REQUIRED WORK >>
Exactly as written, reproduce all of the entries.

DATA TO EXAMINE >>
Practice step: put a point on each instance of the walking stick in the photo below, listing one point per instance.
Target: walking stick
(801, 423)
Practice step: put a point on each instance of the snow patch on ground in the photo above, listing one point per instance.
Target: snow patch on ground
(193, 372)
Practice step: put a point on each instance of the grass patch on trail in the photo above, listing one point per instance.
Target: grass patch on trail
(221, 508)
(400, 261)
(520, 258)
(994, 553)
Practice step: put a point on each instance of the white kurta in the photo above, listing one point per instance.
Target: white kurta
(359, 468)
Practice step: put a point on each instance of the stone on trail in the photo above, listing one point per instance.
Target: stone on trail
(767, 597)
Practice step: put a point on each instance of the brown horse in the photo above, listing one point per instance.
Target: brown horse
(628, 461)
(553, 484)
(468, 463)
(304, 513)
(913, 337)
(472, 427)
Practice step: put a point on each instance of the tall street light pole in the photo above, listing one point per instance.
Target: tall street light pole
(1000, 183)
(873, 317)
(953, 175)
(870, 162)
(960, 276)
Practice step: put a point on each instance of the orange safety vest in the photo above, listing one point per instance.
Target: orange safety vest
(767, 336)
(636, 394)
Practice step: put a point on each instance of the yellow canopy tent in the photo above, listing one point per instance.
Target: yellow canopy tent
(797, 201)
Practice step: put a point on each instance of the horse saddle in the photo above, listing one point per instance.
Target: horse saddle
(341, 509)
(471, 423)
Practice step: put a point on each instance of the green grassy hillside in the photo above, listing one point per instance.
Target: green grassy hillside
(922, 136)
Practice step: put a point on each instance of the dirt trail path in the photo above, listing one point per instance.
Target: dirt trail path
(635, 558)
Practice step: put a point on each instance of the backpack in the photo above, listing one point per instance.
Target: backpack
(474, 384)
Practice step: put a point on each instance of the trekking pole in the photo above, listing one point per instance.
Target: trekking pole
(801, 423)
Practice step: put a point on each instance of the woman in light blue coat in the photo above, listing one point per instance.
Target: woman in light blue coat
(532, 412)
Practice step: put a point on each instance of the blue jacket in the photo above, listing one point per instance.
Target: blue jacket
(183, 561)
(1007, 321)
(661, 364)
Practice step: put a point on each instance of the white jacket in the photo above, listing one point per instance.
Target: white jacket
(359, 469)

EXERCISE ANSWER >>
Practice step: put a point on each instance of the walking stick in the photo below, listing one point per instance.
Target: walking stick
(801, 423)
Practice step: put a point on each instance of the snow patch on ground in the photo above, listing one point per instance.
Target: snow patch on ground
(193, 372)
Practice step: put a point on each instance of the grass patch on trail in the photo above, listing one point per instance.
Target: grass patch on trail
(221, 508)
(400, 261)
(520, 258)
(994, 553)
Practice step: put a point on each instance of the white kurta in the photo above, listing one point per instance.
Target: white kurta
(359, 468)
Practice step: put a point on each instance of the stone on trail in the photo above, listing one point per instance.
Target: stone on trail
(767, 597)
Practice step: put a point on each instance of the brown horse in the photo above, listing one point per instance.
Target: brown horse
(628, 461)
(553, 484)
(468, 463)
(304, 513)
(913, 337)
(472, 427)
Practice step: put a point on each instance of the tall street light pole in the photo above, listing one point per instance.
Target: tall street light pole
(1000, 183)
(873, 317)
(953, 175)
(870, 162)
(960, 276)
Practice step: put a point on each instance of the orange safety vest in the photo above, listing one point per instance.
Target: orange safety vest
(767, 336)
(636, 394)
Practice step: put a point on each instance of the yellow canopy tent in the photo above, listing one point per instance.
Target: yellow canopy tent
(797, 201)
Practice step: put a point on each instance of the horse saddle in the photo above, listing one point per instance.
Target: horse saddle
(341, 509)
(471, 423)
Practice step: put a point on each instance of the green grassy hillside in the photo above, listing one point per instance.
Target: green grassy hillside
(922, 136)
Practice step: put a point on each instance of the dirt trail path in the photo above, listing one point per instance.
Target: dirt trail path
(635, 558)
Practice step: put a point on each instance of the backpack in the photo above, listing one point per instance.
Target: backpack
(474, 384)
Practice step: put a point on each instance of the trekking pole in the photo above, listing one point per instance.
Target: trekking pole
(801, 423)
Practice step: put a point on each instance of the woman in light blue coat in the photo above, listing one point per instance.
Target: woman in light blue coat
(532, 412)
Practice step: put a point on each instance of the blue jacket in the photo above, listing one point per instance.
Target: blue jacket
(183, 561)
(1007, 321)
(661, 364)
Practice step: put a point on each instance of the white jacket in the photo above, listing one point per instance.
Target: white jacket
(359, 469)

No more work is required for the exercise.